Extract to read:
__________________________________________________
MLS: Coaches, GMs and Wet-Dream Thinking

With the recent rash of firings/resignations of Major League Soccer (MLS) coaches – not to mention the barely moral decision to keep around one coach well past his use-by date (though there is hope yet) – chatter about replacements, as well as the talents and qualities that will make said replacements worth the dinero, dominated the soccer-sphere for a second day. In fact, USSoccerplayas.com’s front page looks a little like a special edition given the consistency of the stories (not going to bother linking; the links will change).
__________________________________________________
Records provided:
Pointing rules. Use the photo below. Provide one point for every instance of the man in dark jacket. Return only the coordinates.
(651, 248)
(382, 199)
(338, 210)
__________________________________________________
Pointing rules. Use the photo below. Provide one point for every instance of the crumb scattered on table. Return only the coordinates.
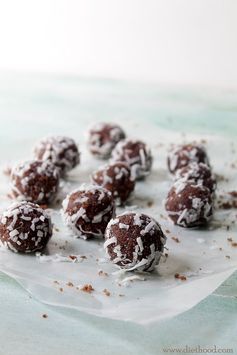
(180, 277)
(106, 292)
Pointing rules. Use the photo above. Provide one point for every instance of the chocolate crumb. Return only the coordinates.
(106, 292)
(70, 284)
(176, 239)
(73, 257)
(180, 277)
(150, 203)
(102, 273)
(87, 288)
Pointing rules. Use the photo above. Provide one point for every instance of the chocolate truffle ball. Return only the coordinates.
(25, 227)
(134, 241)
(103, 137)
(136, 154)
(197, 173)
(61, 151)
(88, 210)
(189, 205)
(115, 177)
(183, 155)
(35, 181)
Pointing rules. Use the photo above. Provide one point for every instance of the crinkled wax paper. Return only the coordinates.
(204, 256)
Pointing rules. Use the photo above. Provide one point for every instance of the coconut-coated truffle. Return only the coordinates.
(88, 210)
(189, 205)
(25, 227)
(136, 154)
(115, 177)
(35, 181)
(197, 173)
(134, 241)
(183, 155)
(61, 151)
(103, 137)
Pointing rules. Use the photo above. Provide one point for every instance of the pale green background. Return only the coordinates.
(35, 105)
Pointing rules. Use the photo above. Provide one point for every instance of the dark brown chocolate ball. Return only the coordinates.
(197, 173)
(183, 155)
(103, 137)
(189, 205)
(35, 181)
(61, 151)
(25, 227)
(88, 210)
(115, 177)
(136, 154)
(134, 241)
__________________________________________________
Written tasks:
(1) List every phrase that appears inside parentheses in the article on MLS coaches.
(2) Condense the paragraph of the MLS coaching article that opens with "With the recent rash" into two or three short sentences that keep its main facts.
(3) Resume the article on MLS coaches and general managers, picking up right after its final sentence.

Outputs for the tasks:
(1)
- MLS
- though there is hope yet
- not going to bother linking; the links will change

(2) After a string of MLS coaches were fired or resigned, and one coach was kept on long after he should have gone, talk about who should replace them and what qualities would justify the cost dominated soccer discussion for a second day. USSoccerplayas.com's front page was so full of these stories that it looked almost like a special edition.

(3)
A kind of mental quirks typically surfaces in these discussions and this latest round is no different; it could, in fact, be a little worse given how loosely the concept of “ambition” gets thrown around by guys like Alexi Lalas, who has announced his intention to accept nothing less than “sexy” in a new coach for the LA Galaxy (brain…hurting….). But this idea appears just about everywhere, including in a Clemente Lisi column about what he’d term Bruce Arena’s inevitable struggles with Red Bull New York (for the record, I like Lisi’s work on the general subject):

“Now comes the tough task of signing a new coach. With the club’s deep pockets, I would not be surprised if the search is centered on a European coach with plenty of experience. The coach of Red Bull Salzburg, NY’s sister team, is former Italy coach Giovanni Trapattoni. Other names that could be in the mix are Jürgen Klinsmann and Jose Mourinho, if the LA Galaxy doesn’t get there first. All these men are currently out of work and all of them would make for a great addition to MLS.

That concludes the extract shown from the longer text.